- [Data provided]
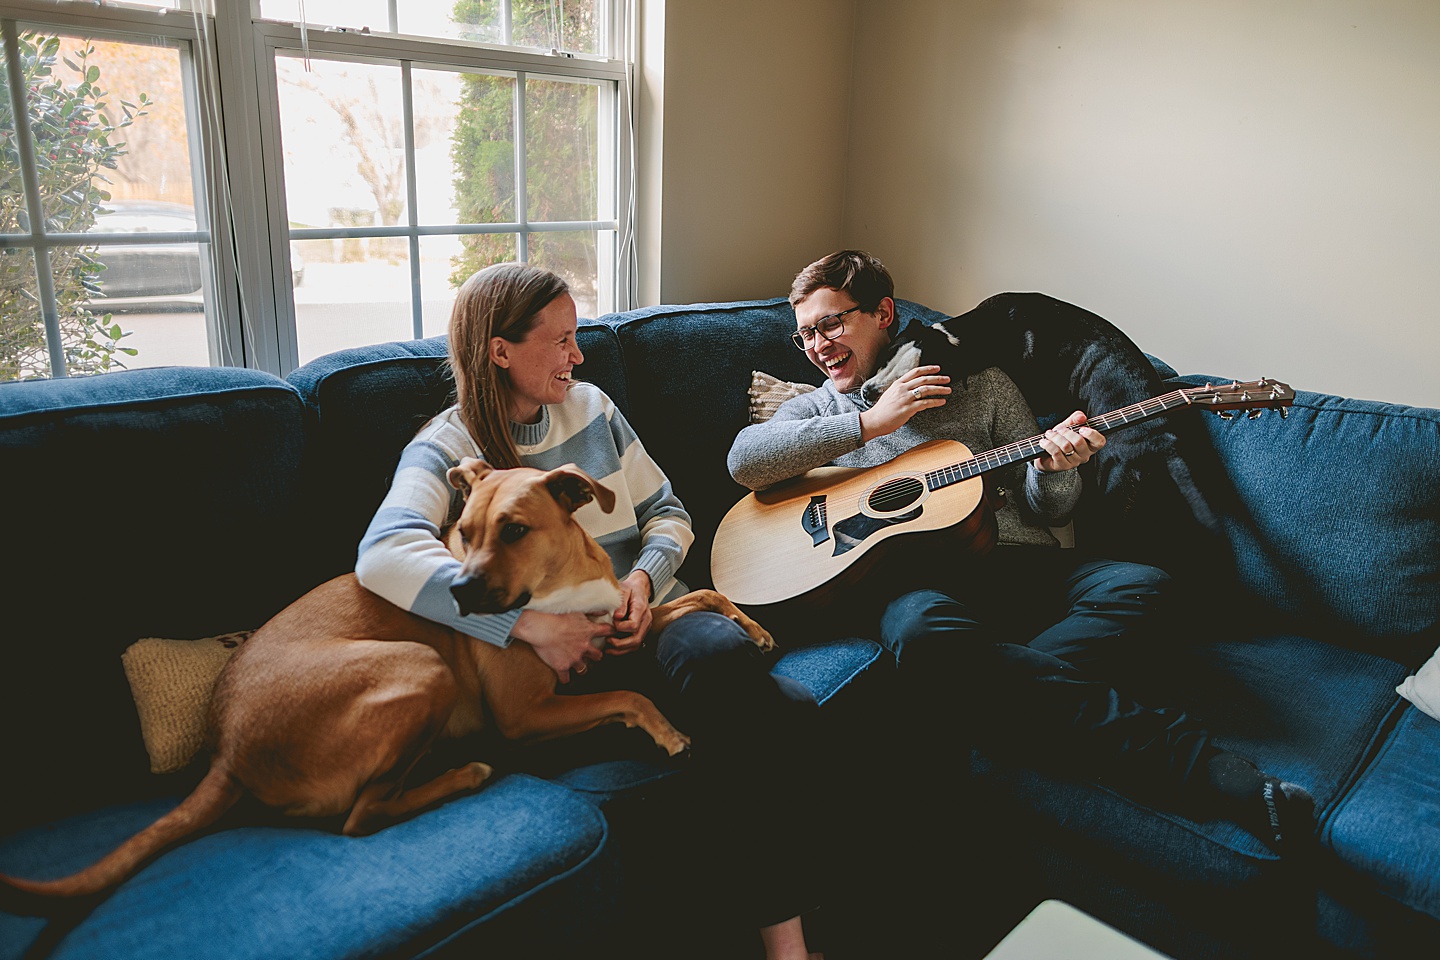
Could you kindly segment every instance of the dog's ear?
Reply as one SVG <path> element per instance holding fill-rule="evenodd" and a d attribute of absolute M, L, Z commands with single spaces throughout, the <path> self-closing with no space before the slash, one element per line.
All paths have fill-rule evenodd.
<path fill-rule="evenodd" d="M 456 490 L 465 491 L 466 495 L 468 496 L 470 493 L 470 488 L 472 486 L 479 483 L 481 480 L 484 480 L 486 477 L 490 476 L 490 474 L 494 472 L 495 468 L 490 466 L 490 464 L 486 463 L 484 460 L 477 460 L 474 457 L 466 457 L 464 460 L 461 460 L 458 464 L 445 471 L 445 479 L 450 482 L 450 486 L 454 487 Z"/>
<path fill-rule="evenodd" d="M 560 506 L 574 513 L 594 500 L 600 509 L 609 513 L 615 509 L 615 494 L 603 483 L 597 482 L 590 474 L 573 463 L 556 467 L 544 477 L 545 486 Z"/>

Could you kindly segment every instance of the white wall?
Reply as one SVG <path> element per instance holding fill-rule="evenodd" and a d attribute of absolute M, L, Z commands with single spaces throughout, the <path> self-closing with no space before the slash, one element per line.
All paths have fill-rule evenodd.
<path fill-rule="evenodd" d="M 1040 290 L 1181 372 L 1440 407 L 1440 2 L 858 0 L 855 33 L 843 239 L 902 295 Z"/>
<path fill-rule="evenodd" d="M 639 6 L 640 300 L 784 296 L 840 243 L 854 0 Z"/>

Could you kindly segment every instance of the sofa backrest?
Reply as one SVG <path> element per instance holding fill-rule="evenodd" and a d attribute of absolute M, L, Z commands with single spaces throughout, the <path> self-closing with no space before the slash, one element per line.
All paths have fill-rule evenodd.
<path fill-rule="evenodd" d="M 619 343 L 609 325 L 581 320 L 580 379 L 628 403 Z M 445 337 L 380 343 L 320 357 L 287 378 L 306 411 L 313 463 L 307 500 L 331 575 L 355 569 L 355 551 L 390 488 L 400 451 L 455 402 Z"/>
<path fill-rule="evenodd" d="M 251 370 L 0 385 L 0 822 L 163 789 L 120 655 L 258 626 L 308 588 L 304 444 L 298 393 Z"/>
<path fill-rule="evenodd" d="M 1440 410 L 1300 390 L 1288 413 L 1204 418 L 1239 499 L 1223 518 L 1238 589 L 1315 636 L 1428 653 L 1440 642 Z"/>
<path fill-rule="evenodd" d="M 715 528 L 746 493 L 725 458 L 749 423 L 752 371 L 807 383 L 822 375 L 790 343 L 795 314 L 784 299 L 647 307 L 600 319 L 614 327 L 625 358 L 626 416 L 694 521 L 681 579 L 709 586 Z"/>

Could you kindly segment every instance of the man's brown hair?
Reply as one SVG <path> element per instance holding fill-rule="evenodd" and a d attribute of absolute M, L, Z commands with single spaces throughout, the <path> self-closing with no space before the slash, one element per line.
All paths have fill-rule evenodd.
<path fill-rule="evenodd" d="M 801 270 L 790 285 L 790 305 L 795 306 L 821 287 L 850 294 L 864 313 L 874 313 L 881 300 L 895 296 L 890 271 L 864 250 L 838 250 Z"/>

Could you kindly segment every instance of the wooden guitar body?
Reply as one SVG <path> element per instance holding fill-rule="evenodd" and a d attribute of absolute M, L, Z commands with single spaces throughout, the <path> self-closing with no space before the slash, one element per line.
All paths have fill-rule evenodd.
<path fill-rule="evenodd" d="M 970 457 L 955 440 L 931 440 L 878 467 L 820 467 L 741 500 L 715 532 L 715 589 L 741 606 L 803 598 L 823 602 L 852 584 L 901 534 L 938 533 L 949 551 L 995 543 L 985 479 L 930 489 L 925 477 Z M 904 550 L 929 543 L 907 540 Z M 823 592 L 822 592 L 823 590 Z"/>

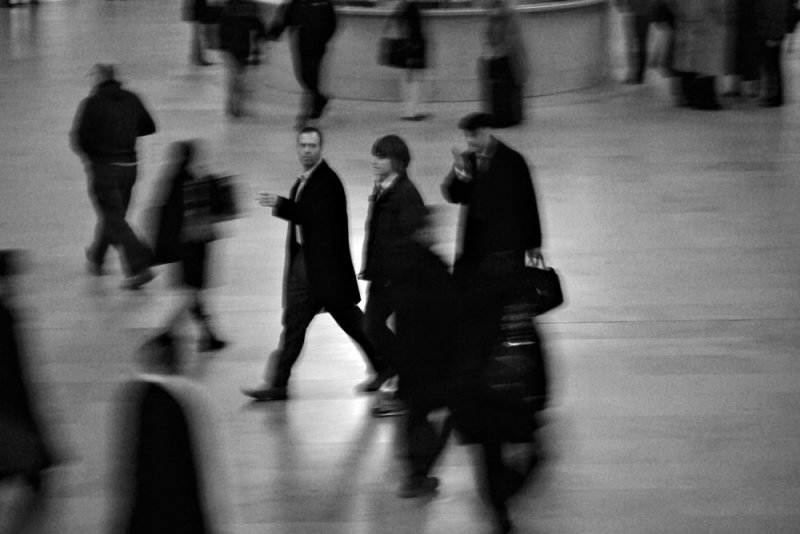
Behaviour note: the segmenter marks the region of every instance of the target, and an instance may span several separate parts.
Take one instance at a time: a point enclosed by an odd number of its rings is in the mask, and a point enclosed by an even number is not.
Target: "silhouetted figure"
[[[103,274],[109,245],[121,250],[123,287],[138,289],[153,279],[151,252],[125,220],[136,183],[136,140],[156,125],[139,97],[122,88],[113,65],[92,70],[92,94],[81,102],[71,138],[89,176],[89,195],[97,211],[94,241],[86,249],[89,272]]]
[[[328,42],[336,32],[336,11],[331,0],[289,0],[281,5],[270,27],[277,39],[290,28],[297,81],[305,90],[297,117],[298,129],[309,119],[322,116],[328,97],[320,88],[320,72]]]
[[[108,532],[221,534],[229,510],[210,404],[181,376],[173,338],[147,342],[138,357],[142,371],[122,388],[111,434],[116,463]]]
[[[163,203],[158,208],[154,252],[156,263],[178,263],[178,283],[186,294],[163,330],[165,334],[175,334],[189,312],[201,330],[198,350],[221,350],[225,342],[212,328],[202,298],[208,283],[210,245],[217,239],[214,184],[202,166],[204,156],[199,141],[179,141],[170,150],[172,162],[162,178]]]
[[[374,373],[383,362],[364,333],[361,295],[350,255],[347,197],[339,176],[322,159],[322,134],[307,126],[297,135],[303,167],[289,198],[262,192],[258,202],[289,222],[283,280],[283,331],[264,382],[242,392],[258,401],[288,398],[289,376],[303,348],[306,329],[321,311],[364,351]]]
[[[403,358],[397,338],[387,325],[395,311],[388,291],[392,284],[390,269],[398,259],[395,249],[424,224],[425,204],[408,177],[410,162],[408,146],[396,135],[383,136],[372,146],[375,187],[370,196],[360,277],[369,281],[364,311],[367,337],[378,351],[384,368],[365,384],[366,391],[377,391],[395,374],[397,362]],[[376,405],[375,415],[395,415],[381,409]]]
[[[246,114],[247,69],[250,57],[267,30],[252,0],[227,0],[219,21],[219,43],[228,71],[225,112],[234,118]],[[255,43],[255,45],[254,45]]]
[[[54,464],[28,376],[28,361],[13,308],[19,252],[0,251],[0,480],[16,479],[25,495],[3,508],[10,533],[23,532],[44,502],[44,471]],[[6,505],[9,503],[7,502]],[[10,520],[10,523],[6,521]]]
[[[726,0],[724,96],[758,96],[760,43],[756,34],[757,0]]]
[[[399,395],[407,409],[400,423],[405,475],[398,492],[405,498],[429,495],[439,485],[431,472],[451,427],[446,414],[440,420],[432,415],[452,404],[459,350],[458,290],[447,265],[420,237],[424,231],[392,248],[386,289],[401,353]]]

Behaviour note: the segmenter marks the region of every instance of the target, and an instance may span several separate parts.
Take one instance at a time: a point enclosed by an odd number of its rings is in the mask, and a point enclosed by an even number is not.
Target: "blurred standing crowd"
[[[800,11],[795,0],[615,0],[623,14],[626,83],[640,84],[649,65],[673,78],[678,106],[721,109],[719,94],[784,103],[786,36]],[[651,39],[651,28],[657,37]],[[649,47],[651,41],[655,49]]]

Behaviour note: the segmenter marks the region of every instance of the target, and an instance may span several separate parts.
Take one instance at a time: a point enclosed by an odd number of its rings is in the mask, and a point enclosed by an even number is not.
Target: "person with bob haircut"
[[[364,311],[364,329],[386,367],[365,385],[377,391],[395,375],[402,356],[394,332],[387,320],[394,313],[387,290],[391,284],[389,269],[398,258],[394,251],[424,224],[425,203],[408,177],[411,153],[397,135],[385,135],[372,145],[372,172],[375,187],[369,198],[365,228],[363,267],[360,278],[369,282]],[[386,417],[403,413],[396,399],[378,402],[373,415]]]

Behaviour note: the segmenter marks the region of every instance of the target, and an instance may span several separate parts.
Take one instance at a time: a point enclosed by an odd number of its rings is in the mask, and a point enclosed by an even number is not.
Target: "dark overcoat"
[[[454,274],[475,267],[495,252],[518,252],[540,247],[539,210],[528,164],[522,155],[496,141],[486,172],[477,172],[474,153],[466,157],[464,181],[455,170],[442,184],[448,202],[462,205],[459,251]]]
[[[386,191],[370,199],[361,277],[385,282],[395,249],[425,224],[425,203],[414,183],[402,174]]]
[[[303,187],[295,202],[297,184],[288,199],[280,198],[272,214],[289,221],[286,236],[283,302],[289,267],[298,251],[296,227],[303,239],[303,258],[308,283],[323,303],[357,304],[361,300],[350,255],[347,197],[339,176],[323,160]]]

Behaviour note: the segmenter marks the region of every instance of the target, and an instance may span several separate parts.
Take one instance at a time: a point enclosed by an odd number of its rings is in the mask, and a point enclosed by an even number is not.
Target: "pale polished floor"
[[[114,393],[175,299],[166,274],[130,293],[116,271],[100,282],[84,272],[94,214],[67,133],[89,67],[114,61],[160,128],[140,144],[137,226],[177,139],[207,139],[214,167],[239,175],[248,199],[218,243],[209,295],[231,346],[197,356],[186,331],[192,373],[227,437],[231,530],[489,532],[470,451],[455,443],[436,498],[395,497],[394,423],[370,418],[370,399],[354,393],[362,358],[329,317],[309,331],[290,402],[252,405],[239,393],[278,341],[285,225],[249,199],[293,182],[297,98],[265,86],[267,64],[254,80],[257,117],[224,120],[221,67],[187,65],[179,13],[177,0],[0,10],[0,247],[31,254],[20,305],[66,457],[40,531],[103,531]],[[279,43],[268,55],[285,53]],[[499,133],[536,168],[544,250],[568,298],[542,321],[555,389],[549,461],[514,504],[519,532],[800,531],[797,57],[781,109],[676,109],[652,73],[640,87],[529,101],[525,126]],[[325,153],[346,182],[356,264],[372,142],[405,137],[412,178],[442,205],[438,184],[461,143],[455,123],[472,109],[431,105],[432,120],[405,123],[399,106],[332,102]],[[450,252],[456,213],[439,213]]]

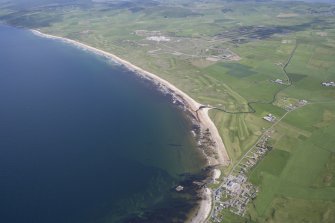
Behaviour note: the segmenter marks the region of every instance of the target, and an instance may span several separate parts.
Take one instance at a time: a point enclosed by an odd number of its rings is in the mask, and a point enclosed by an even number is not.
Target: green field
[[[263,116],[307,100],[273,128],[273,150],[249,173],[259,193],[246,215],[224,212],[223,222],[335,222],[335,88],[321,86],[335,81],[335,5],[79,2],[22,10],[0,0],[0,21],[112,52],[217,107],[225,173],[271,126]]]
[[[251,205],[252,218],[259,222],[287,222],[290,217],[293,222],[304,218],[307,222],[335,221],[331,208],[335,201],[334,109],[335,103],[309,105],[291,113],[276,128],[276,149],[250,174],[261,188]],[[301,117],[309,120],[300,122]],[[279,205],[280,201],[287,204]],[[321,206],[327,208],[315,208]],[[312,210],[313,216],[303,208]]]

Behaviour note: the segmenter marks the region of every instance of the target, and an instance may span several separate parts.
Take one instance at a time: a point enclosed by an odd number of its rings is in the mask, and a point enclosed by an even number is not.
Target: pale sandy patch
[[[189,223],[205,222],[212,208],[212,193],[210,189],[203,189],[202,200],[200,201],[199,209]]]

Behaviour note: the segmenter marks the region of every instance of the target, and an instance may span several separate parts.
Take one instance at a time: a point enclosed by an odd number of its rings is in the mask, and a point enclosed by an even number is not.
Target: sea
[[[0,25],[1,223],[184,222],[206,175],[191,129],[125,67]]]

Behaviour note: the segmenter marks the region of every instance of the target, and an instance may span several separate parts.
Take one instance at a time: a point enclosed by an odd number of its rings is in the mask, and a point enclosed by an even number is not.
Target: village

- [What this task involves] Go through the data, and copy each line in which the word "kindly" appears.

- [Reply]
Could you kindly segment every instance of the dog's ear?
Could you kindly segment every instance of the white wall?
Could you kindly segment every instance of the sofa backrest?
Could you kindly segment every instance of the man's brown hair?
Could you kindly segment every instance of the wooden guitar body?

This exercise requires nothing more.